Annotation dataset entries
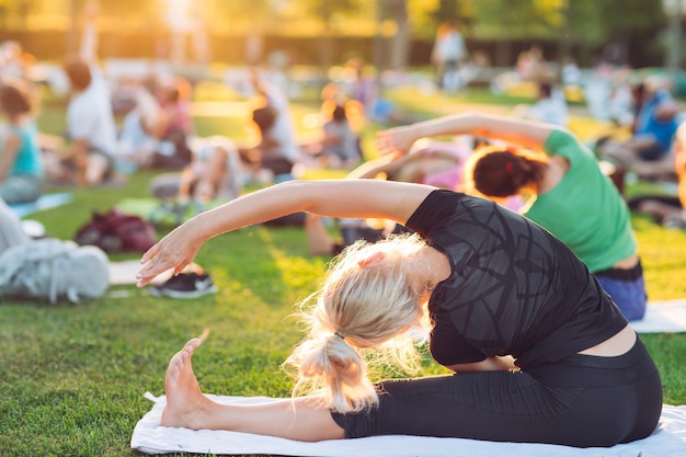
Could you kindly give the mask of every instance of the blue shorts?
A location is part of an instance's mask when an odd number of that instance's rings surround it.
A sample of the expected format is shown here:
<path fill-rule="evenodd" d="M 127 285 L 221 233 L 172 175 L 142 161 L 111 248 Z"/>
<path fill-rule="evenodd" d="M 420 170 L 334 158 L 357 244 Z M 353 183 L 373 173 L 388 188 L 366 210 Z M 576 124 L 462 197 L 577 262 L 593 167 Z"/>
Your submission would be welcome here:
<path fill-rule="evenodd" d="M 8 205 L 32 203 L 43 194 L 43 180 L 32 174 L 9 176 L 0 183 L 0 198 Z"/>
<path fill-rule="evenodd" d="M 641 262 L 631 270 L 604 270 L 594 276 L 627 320 L 643 319 L 648 294 Z"/>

**Job:** Reproduce the material starting at its beginning and ending at the line containing "127 285 L 221", with every "mask" changed to "region" and nothing else altered. Omit the pictures.

**Answer to this exercise:**
Could you kindly give the region of every instance of the blue shorts?
A location is part of an instance's region when an odd number of that instance's rings surround it.
A sample of the expected format is shown here:
<path fill-rule="evenodd" d="M 127 285 L 221 233 L 172 175 L 142 161 L 111 248 Z"/>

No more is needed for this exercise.